Task prompt -> Copy out the Desolation Jones review below word for word.

------ Text shown

Ellis is an odd writer these days.  Enormously talented, of course, but with an increasing tendency to produce comics which verge on self-parody - Angel Stomp Future being a particularly grating example.  He's hardly the only writer who has a schtick that he falls back on regularly, but it has to be said that Ellis' schtick can be remarkably specific. 

The stereotypical Warren Ellis comic stars a chain-smoking, heavy-drinking, drug-blitzed Brit whose hard cynical exterior conceals a passionate underlying idealism.  His villains will be genuine out-and-out cynics whose self-centred schemes frustrate those ideals.  Ideally, there will be grotesque body modification, grotesque sexual perversion, underground sub-cultures and a pervasive air of scabrous black humour, combined with a starry-eyed enthusiasm for new technology, particularly if it involves the anarchic free flow of information, or an excuse to talk about mobile phones.  This stuff crops up, to one degree of another, in a remarkable amount of his work.

At first glance, Desolation Jones looks like an absolutely standard example of the formula.  Looking closer, it ticks slightly fewer of the boxes than it might first seem.  But there's no doubt that this comic is Very Ellis Indeed.

Michael Jones used to be in MI6, but he was kicked out for excessive drinking and dereliction of duty.  Instead he was assigned to something called the Desolation Test, which seems to have tortured him for a year and done rather unpleasant things to him.  Now he lives in Los Angeles - not because he wants to, but because Los Angeles doubles as an open prison for ex-spooks.  In between bouts of eccentric self-pity, Jones works as a detective investigating his own community.  In this opening arc (which bears some similarity to The Big Sleep), he's hired to find a stolen Hitler porn video.  Don't ask.

------------
------ Supplied entries

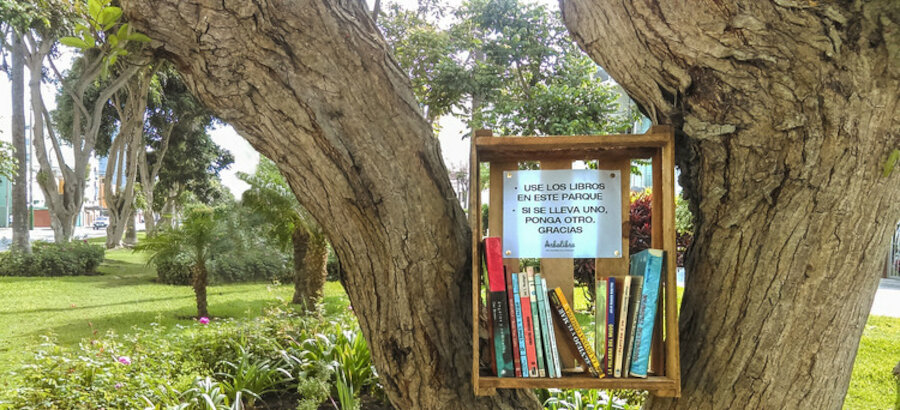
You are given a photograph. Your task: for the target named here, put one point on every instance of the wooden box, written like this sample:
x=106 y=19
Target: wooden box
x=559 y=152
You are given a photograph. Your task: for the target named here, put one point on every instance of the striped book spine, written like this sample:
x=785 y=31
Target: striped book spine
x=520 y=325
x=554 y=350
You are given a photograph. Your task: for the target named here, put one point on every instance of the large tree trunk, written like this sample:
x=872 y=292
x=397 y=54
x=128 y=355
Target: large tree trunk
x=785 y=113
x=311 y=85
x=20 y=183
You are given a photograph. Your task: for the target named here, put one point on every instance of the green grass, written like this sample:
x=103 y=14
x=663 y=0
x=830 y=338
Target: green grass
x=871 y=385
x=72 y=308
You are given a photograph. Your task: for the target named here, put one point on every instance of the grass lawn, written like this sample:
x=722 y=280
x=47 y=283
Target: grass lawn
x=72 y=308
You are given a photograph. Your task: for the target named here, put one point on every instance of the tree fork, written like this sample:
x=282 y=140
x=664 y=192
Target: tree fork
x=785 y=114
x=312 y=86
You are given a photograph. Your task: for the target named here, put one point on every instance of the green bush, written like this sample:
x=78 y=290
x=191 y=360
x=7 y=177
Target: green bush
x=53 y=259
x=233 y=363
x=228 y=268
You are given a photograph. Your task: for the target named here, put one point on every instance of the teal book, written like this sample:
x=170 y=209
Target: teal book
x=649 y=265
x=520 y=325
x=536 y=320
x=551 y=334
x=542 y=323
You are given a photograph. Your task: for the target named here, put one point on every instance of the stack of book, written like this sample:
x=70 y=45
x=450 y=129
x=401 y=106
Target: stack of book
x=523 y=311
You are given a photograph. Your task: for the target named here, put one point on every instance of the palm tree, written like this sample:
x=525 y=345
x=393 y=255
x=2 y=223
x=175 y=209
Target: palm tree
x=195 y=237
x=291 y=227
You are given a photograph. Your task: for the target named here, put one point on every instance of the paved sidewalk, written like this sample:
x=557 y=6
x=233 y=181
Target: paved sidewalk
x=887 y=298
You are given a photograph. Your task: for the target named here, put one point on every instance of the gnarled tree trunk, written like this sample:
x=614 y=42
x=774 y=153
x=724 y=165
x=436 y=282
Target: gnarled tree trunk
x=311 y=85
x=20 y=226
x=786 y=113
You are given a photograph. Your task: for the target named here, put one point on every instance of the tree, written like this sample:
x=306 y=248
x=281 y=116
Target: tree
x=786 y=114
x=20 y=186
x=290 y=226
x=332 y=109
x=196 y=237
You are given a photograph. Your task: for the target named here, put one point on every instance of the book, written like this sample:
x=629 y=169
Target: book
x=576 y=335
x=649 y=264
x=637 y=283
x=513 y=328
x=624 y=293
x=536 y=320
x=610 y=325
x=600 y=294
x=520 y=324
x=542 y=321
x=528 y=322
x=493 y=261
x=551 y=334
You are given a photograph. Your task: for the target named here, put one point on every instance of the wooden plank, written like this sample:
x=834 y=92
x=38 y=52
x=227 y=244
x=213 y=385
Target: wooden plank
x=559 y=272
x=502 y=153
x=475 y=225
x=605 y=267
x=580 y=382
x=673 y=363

------------
------ Supplied entries

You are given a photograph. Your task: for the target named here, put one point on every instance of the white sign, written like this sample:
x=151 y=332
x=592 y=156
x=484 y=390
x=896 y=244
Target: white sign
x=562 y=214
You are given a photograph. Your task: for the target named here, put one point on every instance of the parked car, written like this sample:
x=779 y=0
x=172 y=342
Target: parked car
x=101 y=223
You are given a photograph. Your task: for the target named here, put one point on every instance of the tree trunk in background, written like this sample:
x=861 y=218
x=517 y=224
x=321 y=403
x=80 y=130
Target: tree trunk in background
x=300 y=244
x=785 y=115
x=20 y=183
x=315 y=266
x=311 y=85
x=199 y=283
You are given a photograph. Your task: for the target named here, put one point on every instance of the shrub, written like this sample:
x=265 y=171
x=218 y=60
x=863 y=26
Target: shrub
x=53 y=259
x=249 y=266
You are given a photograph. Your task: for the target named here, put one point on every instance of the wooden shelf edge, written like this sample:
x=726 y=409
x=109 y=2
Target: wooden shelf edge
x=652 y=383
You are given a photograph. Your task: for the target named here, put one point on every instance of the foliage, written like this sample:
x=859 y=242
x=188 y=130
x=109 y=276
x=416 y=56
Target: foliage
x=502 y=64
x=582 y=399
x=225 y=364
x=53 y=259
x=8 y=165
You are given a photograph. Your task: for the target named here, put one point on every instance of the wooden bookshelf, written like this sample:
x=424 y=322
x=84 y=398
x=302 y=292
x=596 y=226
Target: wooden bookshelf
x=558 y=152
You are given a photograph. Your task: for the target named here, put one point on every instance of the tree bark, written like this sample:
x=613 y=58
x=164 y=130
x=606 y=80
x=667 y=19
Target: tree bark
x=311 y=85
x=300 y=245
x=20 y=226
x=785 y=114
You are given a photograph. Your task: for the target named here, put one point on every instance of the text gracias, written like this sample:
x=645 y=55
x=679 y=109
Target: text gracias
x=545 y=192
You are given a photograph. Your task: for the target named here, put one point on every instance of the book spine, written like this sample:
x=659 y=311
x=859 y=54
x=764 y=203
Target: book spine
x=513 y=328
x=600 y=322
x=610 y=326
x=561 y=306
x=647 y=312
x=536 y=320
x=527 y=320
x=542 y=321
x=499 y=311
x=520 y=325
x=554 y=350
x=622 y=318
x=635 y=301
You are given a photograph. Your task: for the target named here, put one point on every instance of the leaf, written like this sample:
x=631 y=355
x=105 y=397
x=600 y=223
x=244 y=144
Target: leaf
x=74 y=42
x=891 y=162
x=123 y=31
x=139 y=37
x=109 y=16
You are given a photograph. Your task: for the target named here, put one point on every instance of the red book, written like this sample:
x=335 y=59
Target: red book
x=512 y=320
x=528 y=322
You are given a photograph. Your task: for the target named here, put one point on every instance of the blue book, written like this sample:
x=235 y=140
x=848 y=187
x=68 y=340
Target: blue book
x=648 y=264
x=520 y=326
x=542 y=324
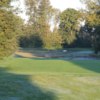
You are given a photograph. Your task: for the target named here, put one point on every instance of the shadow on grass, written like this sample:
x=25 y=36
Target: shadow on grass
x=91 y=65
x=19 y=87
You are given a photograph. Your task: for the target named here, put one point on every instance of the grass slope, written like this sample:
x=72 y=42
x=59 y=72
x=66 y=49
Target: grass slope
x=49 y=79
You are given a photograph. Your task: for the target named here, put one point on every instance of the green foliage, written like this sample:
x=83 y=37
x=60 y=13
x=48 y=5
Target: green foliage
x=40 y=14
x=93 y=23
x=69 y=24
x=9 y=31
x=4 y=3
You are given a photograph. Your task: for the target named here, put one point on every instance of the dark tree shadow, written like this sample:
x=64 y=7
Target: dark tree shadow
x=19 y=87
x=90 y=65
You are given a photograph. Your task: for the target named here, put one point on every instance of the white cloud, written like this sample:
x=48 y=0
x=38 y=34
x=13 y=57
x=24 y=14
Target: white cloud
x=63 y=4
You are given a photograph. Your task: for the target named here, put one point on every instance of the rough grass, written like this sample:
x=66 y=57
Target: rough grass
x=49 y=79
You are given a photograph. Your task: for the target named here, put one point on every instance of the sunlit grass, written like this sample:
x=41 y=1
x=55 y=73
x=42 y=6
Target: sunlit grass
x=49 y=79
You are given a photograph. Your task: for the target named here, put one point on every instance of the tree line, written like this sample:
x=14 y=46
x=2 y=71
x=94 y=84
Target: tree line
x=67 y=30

------------
------ Supplied entries

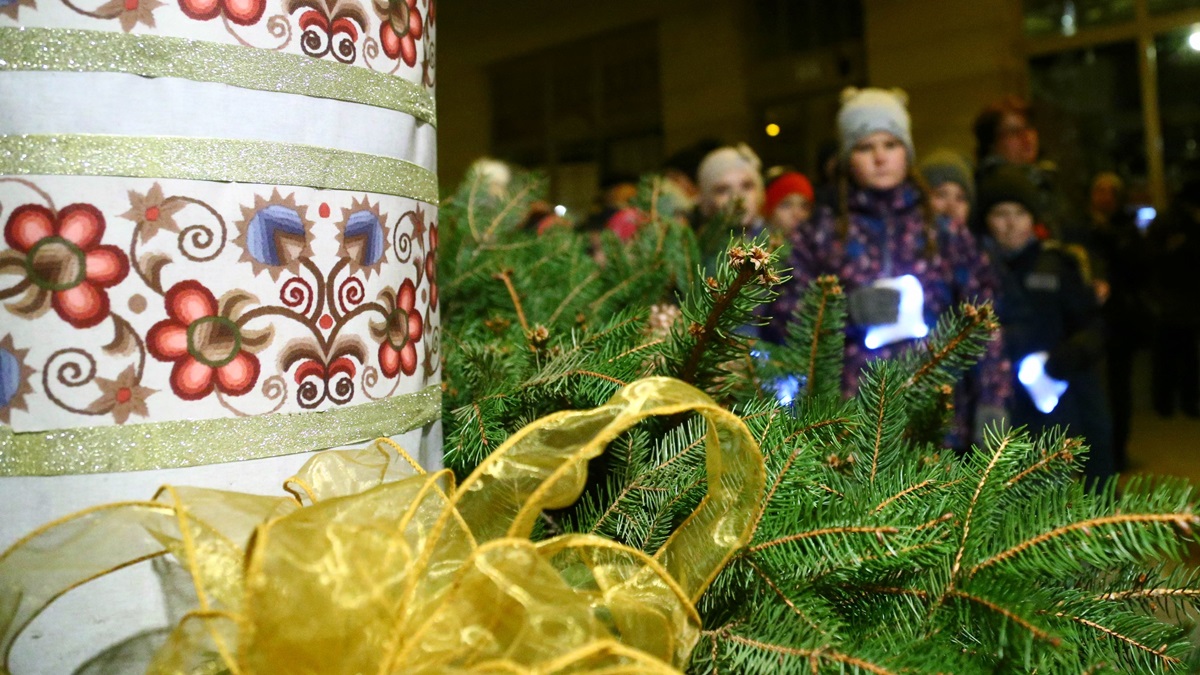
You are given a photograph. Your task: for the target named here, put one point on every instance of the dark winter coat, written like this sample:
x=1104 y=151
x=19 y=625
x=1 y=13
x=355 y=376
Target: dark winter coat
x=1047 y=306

------------

Answer to the task ->
Ellis is an odd writer these days.  Enormously talented, of course, but with an increasing tendency to produce comics which verge on self-parody - Angel Stomp Future being a particularly grating example.  He's hardly the only writer who has a schtick that he falls back on regularly, but it has to be said that Ellis' schtick can be remarkably specific. 

The stereotypical Warren Ellis comic stars a chain-smoking, heavy-drinking, drug-blitzed Brit whose hard cynical exterior conceals a passionate underlying idealism.  His villains will be genuine out-and-out cynics whose self-centred schemes frustrate those ideals.  Ideally, there will be grotesque body modification, grotesque sexual perversion, underground sub-cultures and a pervasive air of scabrous black humour, combined with a starry-eyed enthusiasm for new technology, particularly if it involves the anarchic free flow of information, or an excuse to talk about mobile phones.  This stuff crops up, to one degree of another, in a remarkable amount of his work.

At first glance, Desolation Jones looks like an absolutely standard example of the formula.  Looking closer, it ticks slightly fewer of the boxes than it might first seem.  But there's no doubt that this comic is Very Ellis Indeed.

Michael Jones used to be in MI6, but he was kicked out for excessive drinking and dereliction of duty.  Instead he was assigned to something called the Desolation Test, which seems to have tortured him for a year and done rather unpleasant things to him.  Now he lives in Los Angeles - not because he wants to, but because Los Angeles doubles as an open prison for ex-spooks.  In between bouts of eccentric self-pity, Jones works as a detective investigating his own community.  In this opening arc (which bears some similarity to The Big Sleep), he's hired to find a stolen Hitler porn video.  Don't ask.